**Lista de actividades:**
a) Según el texto sobre el convento de clarisas, ¿cuántas religiosas tenía el convento en 1587?
b) Transcribe, por favor, un fragmento del texto sobre el convento de clarisas: comienza en las palabras "A mediados de este" y detente después de "en su interior.".
c) Prolonga el texto sobre el convento de clarisas a partir de donde termina.

**Texto proporcionado:**

A mediados del siglo XVI se produjo un incendio que provocó la desaparición del coro y del archivo, siendo rehabilitados de nuevo bajo los auspicios económicos de su fundadora. La Comunidad de clarisas tuvo a lo largo de los primeros años de su historia diferentes enfrentamientos con el cabildo de la colegial, producidos fundamentalmente por los estipendios de enterramientos de los difuntos que se inhumaban en el nuevo convento. El problema quedó resuelto mediante un acuerdo, en mayo de 1569, entre el abad del cabildo y la madre abadesa. Se estableció que los únicos enterramientos que se realizarían en el convento serían el de los duques o familiares. Posteriormente el Pontífice Sixto IV concedió una Bula por la que se autorizaba al convento de las madres clarisas a sepultar en su iglesia a quien estimasen, sin autorización del citado cabildo.
El convento contaba en 1587 con 25 religiosas, descendiendo a 19 en 1591. La centuria del XVII de grave crisis económica en España y especialmente en estas tierras, produce un efecto negativo en la comunidad a nivel económico, como muestran sus libros de cuentas. A finales de siglo la recuperación marca sus primeros síntomas positivos, como se podrá ver en el XVIII gracias al Catastro del Marqués de la Ensenada. Tenía diecinueve religiosas de velo negro, tres novicias de velo blanco y una criada. Poseía una serie de tierras, especialmente de sembradura de secano, y contaba con una aportación de la casa Ducal de importancia económica alta.
A mediados de este siglo el convento volvió a tener un nuevo incendio en la iglesia, que prácticamente se incineró en su totalidad, con la excepción de una capilla gótica. Las monjas hacían la vida prácticamente en sus celdas, que poseían incluso cocina en su interior.
Con la invasión francesa las monjas tuvieron que dejar el convento en noviembre de 1808 e iniciar una vida errante, acogidas por vecinos de loa pueblos cercanos y algunos familiares, y hasta 1814 no se regularizó su situación. El convento fue expoliado de los objetos de altar más valiosos.

**Conjunto de datos:**
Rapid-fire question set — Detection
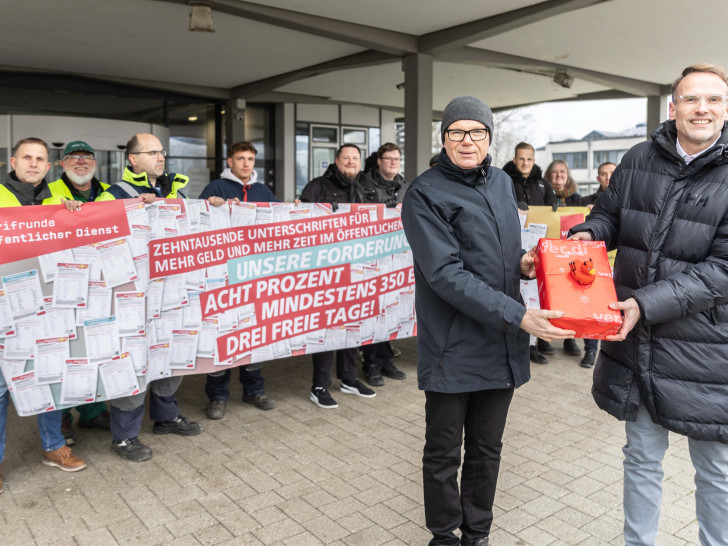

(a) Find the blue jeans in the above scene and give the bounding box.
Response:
[622,404,728,546]
[0,374,66,462]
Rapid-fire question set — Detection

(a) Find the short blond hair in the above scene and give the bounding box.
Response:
[672,63,728,102]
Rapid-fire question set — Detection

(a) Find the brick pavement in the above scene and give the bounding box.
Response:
[0,340,697,546]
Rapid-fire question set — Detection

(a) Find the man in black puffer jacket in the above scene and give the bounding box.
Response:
[402,97,574,546]
[301,144,380,409]
[572,65,728,545]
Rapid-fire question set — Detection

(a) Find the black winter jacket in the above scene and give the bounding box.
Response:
[402,151,530,393]
[503,161,556,210]
[300,163,380,204]
[572,121,728,443]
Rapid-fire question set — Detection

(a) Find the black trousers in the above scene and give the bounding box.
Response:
[311,349,356,389]
[422,389,513,544]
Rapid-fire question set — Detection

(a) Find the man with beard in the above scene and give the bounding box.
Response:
[48,140,110,446]
[301,144,379,409]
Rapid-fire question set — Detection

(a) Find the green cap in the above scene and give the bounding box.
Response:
[63,140,96,156]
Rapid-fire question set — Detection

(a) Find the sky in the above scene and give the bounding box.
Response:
[523,98,647,148]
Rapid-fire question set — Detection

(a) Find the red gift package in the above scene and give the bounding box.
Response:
[536,239,622,339]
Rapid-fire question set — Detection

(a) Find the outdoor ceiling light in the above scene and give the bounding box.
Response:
[553,70,574,89]
[188,1,215,32]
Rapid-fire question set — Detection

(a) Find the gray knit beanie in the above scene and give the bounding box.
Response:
[440,95,493,144]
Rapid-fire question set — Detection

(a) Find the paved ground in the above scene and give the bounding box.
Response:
[0,340,697,546]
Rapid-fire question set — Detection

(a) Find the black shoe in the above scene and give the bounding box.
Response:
[310,387,339,409]
[243,394,276,411]
[341,379,377,398]
[579,353,596,368]
[61,413,76,446]
[364,367,384,387]
[152,415,202,436]
[564,339,581,356]
[111,438,152,463]
[78,410,111,430]
[384,362,407,378]
[529,345,549,364]
[206,400,227,419]
[536,339,554,355]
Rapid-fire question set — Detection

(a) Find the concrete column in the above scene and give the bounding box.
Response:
[402,53,433,182]
[647,95,665,140]
[225,99,245,147]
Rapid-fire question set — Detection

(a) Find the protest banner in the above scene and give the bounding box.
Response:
[0,199,417,415]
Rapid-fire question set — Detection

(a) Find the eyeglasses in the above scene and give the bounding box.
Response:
[677,95,728,106]
[445,129,488,142]
[130,150,167,159]
[63,155,96,163]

**Tareas resueltas:**
a) 25 religiosas.

b)
A mediados de este siglo el convento volvió a tener un nuevo incendio en la iglesia, que prácticamente se incineró en su totalidad, con la excepción de una capilla gótica. Las monjas hacían la vida prácticamente en sus celdas, que poseían incluso cocina en su interior.

c)
Se desconoce cómo afectó la desamortización de Mendizábal a las clarisas, que debió ser como al resto de conventos, y una prueba es el lote de dos fincas de su propiedad en Ures, que fueron adquiridas por José Miranda y Tomás Aguado. El ataque contra el clero se hizo sentir hasta el punto de que en 1850 el monasterio contaba tan solo con ocho religiosas sexagenarias, y la petición a Isabel II de que autorizase la llegada de nuevas novicias. La súplica debió aceptarse, y en 1855 había 12 profesas, 4 novicias y 3 colegialas. Continuaron solicitando ayudas a la casa ducal y a la real, y obtuvieron 9000 reales con los que se costeó el nuevo órgano realizado por el organero de la catedral de Sigüenza, Manuel Cisneros.
A finales de siglo se habilitaron unas aulas para educar gratuitamente a niñas pequeñas. El primer cuarto del siglo XX continuó con la formación de infantas y varias visitas de los monseñores correspondientes, hasta que en 1925 recibieron la orden de cerrar el colegio.
En 1928 sustituyeron el color del hábito dotándose de normas que llevaron a fortalecer su vida en clausura, y en 1929 recibieron autorización para vender ciertas fincas. La llegada de la Segunda República no alteró la paz y tranquilidad, y al declararse la guerra se trasladaron a las dependencias adjuntas con el fin de dejar libre el convento que se convertiría en cuartel de los miembros del ejército italiano.
En la segunda mitad del siglo XX y lo que llevamos del XXI, la comunidad ha tenido diferentes altibajos, similar al resto de comunidades, notándose la disminución de vocaciones femeninas, y la alta edad de las religiosas conventuales. El mantenimiento del edificio cuenta con la colaboración del Ayuntamiento, y actualmente subsisten gracias a la venta de dulces de reconocida calidad. Están adscritas en su vida religiosa al Convento madre de Soria, y cuentan en estos momentos con 10 religiosas.